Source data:
● ● ● ● ●

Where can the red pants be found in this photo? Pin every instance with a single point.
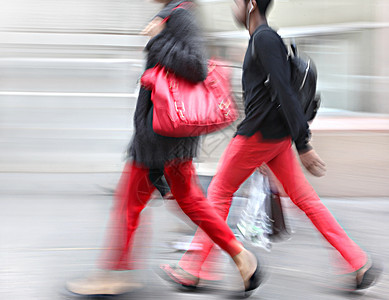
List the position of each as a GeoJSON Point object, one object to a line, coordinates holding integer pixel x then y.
{"type": "Point", "coordinates": [134, 191]}
{"type": "Point", "coordinates": [242, 156]}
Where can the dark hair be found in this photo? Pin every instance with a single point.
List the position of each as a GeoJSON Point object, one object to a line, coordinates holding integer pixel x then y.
{"type": "Point", "coordinates": [263, 5]}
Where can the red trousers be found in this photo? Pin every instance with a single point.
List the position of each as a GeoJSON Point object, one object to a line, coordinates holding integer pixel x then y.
{"type": "Point", "coordinates": [242, 156]}
{"type": "Point", "coordinates": [133, 193]}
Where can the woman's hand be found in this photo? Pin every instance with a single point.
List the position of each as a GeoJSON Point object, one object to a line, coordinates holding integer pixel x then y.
{"type": "Point", "coordinates": [154, 27]}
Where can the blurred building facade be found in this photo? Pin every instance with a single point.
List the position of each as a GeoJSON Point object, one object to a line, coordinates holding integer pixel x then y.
{"type": "Point", "coordinates": [69, 73]}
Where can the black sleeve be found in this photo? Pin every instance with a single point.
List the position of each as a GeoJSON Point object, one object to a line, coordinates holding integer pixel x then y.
{"type": "Point", "coordinates": [180, 47]}
{"type": "Point", "coordinates": [272, 54]}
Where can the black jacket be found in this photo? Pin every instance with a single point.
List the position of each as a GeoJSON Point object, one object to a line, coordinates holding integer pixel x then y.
{"type": "Point", "coordinates": [180, 48]}
{"type": "Point", "coordinates": [274, 118]}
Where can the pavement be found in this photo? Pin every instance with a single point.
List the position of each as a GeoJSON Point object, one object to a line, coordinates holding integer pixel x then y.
{"type": "Point", "coordinates": [52, 229]}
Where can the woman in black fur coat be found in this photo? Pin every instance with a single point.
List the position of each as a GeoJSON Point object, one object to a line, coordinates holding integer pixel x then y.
{"type": "Point", "coordinates": [176, 44]}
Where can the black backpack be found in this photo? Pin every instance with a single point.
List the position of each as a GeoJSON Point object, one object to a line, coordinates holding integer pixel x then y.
{"type": "Point", "coordinates": [304, 81]}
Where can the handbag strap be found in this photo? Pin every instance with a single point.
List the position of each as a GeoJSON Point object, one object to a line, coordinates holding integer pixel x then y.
{"type": "Point", "coordinates": [183, 5]}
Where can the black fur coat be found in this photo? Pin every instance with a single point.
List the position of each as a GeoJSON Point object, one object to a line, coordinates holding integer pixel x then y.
{"type": "Point", "coordinates": [180, 48]}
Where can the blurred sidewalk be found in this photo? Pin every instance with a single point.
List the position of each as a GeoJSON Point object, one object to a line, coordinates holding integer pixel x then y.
{"type": "Point", "coordinates": [52, 229]}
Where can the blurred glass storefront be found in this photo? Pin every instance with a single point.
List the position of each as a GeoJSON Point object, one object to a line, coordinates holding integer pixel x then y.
{"type": "Point", "coordinates": [347, 39]}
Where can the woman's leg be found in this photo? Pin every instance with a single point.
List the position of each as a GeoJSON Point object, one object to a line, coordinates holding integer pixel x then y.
{"type": "Point", "coordinates": [182, 179]}
{"type": "Point", "coordinates": [288, 171]}
{"type": "Point", "coordinates": [132, 194]}
{"type": "Point", "coordinates": [242, 156]}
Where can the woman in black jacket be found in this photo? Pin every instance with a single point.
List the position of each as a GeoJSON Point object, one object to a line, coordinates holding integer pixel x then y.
{"type": "Point", "coordinates": [177, 45]}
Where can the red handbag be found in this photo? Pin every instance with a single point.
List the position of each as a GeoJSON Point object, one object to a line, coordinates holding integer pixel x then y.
{"type": "Point", "coordinates": [182, 108]}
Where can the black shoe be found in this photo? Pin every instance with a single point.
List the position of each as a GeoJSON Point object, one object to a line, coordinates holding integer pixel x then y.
{"type": "Point", "coordinates": [255, 280]}
{"type": "Point", "coordinates": [370, 277]}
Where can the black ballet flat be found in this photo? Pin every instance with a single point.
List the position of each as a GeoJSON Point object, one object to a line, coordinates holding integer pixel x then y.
{"type": "Point", "coordinates": [370, 277]}
{"type": "Point", "coordinates": [255, 281]}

● ● ● ● ●

When you retype the data above, match every line exactly and leave the pictures behind.

Where can the red pants be found in this photo? Pin every instance with a single point.
List the position of each as a GeoJSON Point object, one object to a line, coordinates holding integer pixel x then y.
{"type": "Point", "coordinates": [134, 191]}
{"type": "Point", "coordinates": [242, 156]}
Where can the dark hair be found in this photo? Pin every instance with a single point.
List the position of each as a GeoJSON Point object, one object to a line, coordinates holding integer pixel x then y.
{"type": "Point", "coordinates": [263, 5]}
Where can the red trousers be found in this photo? Pin every instance with a single point.
List the position of each as a GeoJSON Point object, one object to a line, coordinates holding integer pixel x then y.
{"type": "Point", "coordinates": [242, 156]}
{"type": "Point", "coordinates": [133, 193]}
Where can the woman's hand be found in this photo? Pin every instance with a single point.
List the position of each as a GeoJSON Point object, one object to a line, coordinates holding integer pixel x then y.
{"type": "Point", "coordinates": [154, 27]}
Where can the blurred building facade be found in this photo? Pin every instance with a single point.
List the position of each as a GeoJSON Point object, one object to a line, coordinates holding integer pixel x then y.
{"type": "Point", "coordinates": [69, 73]}
Where can the black sleeve be found in this photo? Pin every instance with a single point.
List the position of each as a GeoJSON Point object, one object to a line, coordinates holding integer pixel x then y.
{"type": "Point", "coordinates": [180, 47]}
{"type": "Point", "coordinates": [272, 54]}
Where can the black jacket be found in this photo? Pin every instance with a single point.
List the position of each as a GeoJSON Point object, one object to a line, coordinates holding integer pixel x then y.
{"type": "Point", "coordinates": [180, 48]}
{"type": "Point", "coordinates": [274, 118]}
Where can the pavement be found in this photo? Pin every instance with a single point.
List the position of each as a GeoJSON Point object, one object to a line, coordinates holding integer pixel x then y.
{"type": "Point", "coordinates": [52, 229]}
Where can the woman in black fur coat be found in this photo? Pin every instance with a single point.
List the position of each as a GeoJSON Point object, one object to a line, coordinates holding integer pixel x then y.
{"type": "Point", "coordinates": [176, 44]}
Where can the black backpack be found in this photo? Pin every instance with a single point.
List the position of each as a GeoJSON Point object, one object to a line, coordinates holding integer pixel x then y.
{"type": "Point", "coordinates": [304, 81]}
Where can the handbag strap be found in this photo? Pin every instance with a single point.
List the position of each as a GeoJSON Point object, one object to a line, coordinates holding integer pixel x then y.
{"type": "Point", "coordinates": [183, 5]}
Where can the black fur coat be found in this photo? Pin every instance with a single point.
List the position of each as a GeoJSON Point object, one object to a line, coordinates holding integer pixel x then y.
{"type": "Point", "coordinates": [180, 48]}
Where can the blurred sidewalk be found in this photo? Pin every instance with a single point.
List the position of each as a GeoJSON Point object, one object to a line, coordinates holding integer pixel x then y.
{"type": "Point", "coordinates": [52, 229]}
Where can the blurred glass storefront be found in this photo? Pin every instance with a single point.
List the position of each as a GeoJSON Point object, one object to a line, coordinates holding integer pixel x then y.
{"type": "Point", "coordinates": [347, 39]}
Where can the woman's leg be found in this photo? Pin every instance with a single point.
List the position of each as a GeoJSON Point object, one object to a line, coordinates holding integer pixel x then y.
{"type": "Point", "coordinates": [182, 179]}
{"type": "Point", "coordinates": [288, 171]}
{"type": "Point", "coordinates": [132, 194]}
{"type": "Point", "coordinates": [242, 156]}
Where can the woman in black jacket be found in this photo? Pin every instance with a single point.
List the position of each as a GeoJSON Point object, one object to a line, coordinates holding integer pixel x then y.
{"type": "Point", "coordinates": [177, 45]}
Where can the red handbag be found in this photo? Pin every instance with a single point.
List the position of each as a GeoJSON Point object, one object to a line, coordinates holding integer pixel x then y.
{"type": "Point", "coordinates": [182, 108]}
Where can the black shoe be found in this photo? Pin every instance with a single point.
List the position of each as a GeoJSON Point object, one object to a line, coordinates holding integer pixel x then y.
{"type": "Point", "coordinates": [255, 280]}
{"type": "Point", "coordinates": [370, 277]}
Where can the black ballet flat be found in this photo? Pin every instance with a single point.
List the position of each as a GeoJSON Point object, one object to a line, coordinates holding integer pixel x then y.
{"type": "Point", "coordinates": [370, 277]}
{"type": "Point", "coordinates": [255, 281]}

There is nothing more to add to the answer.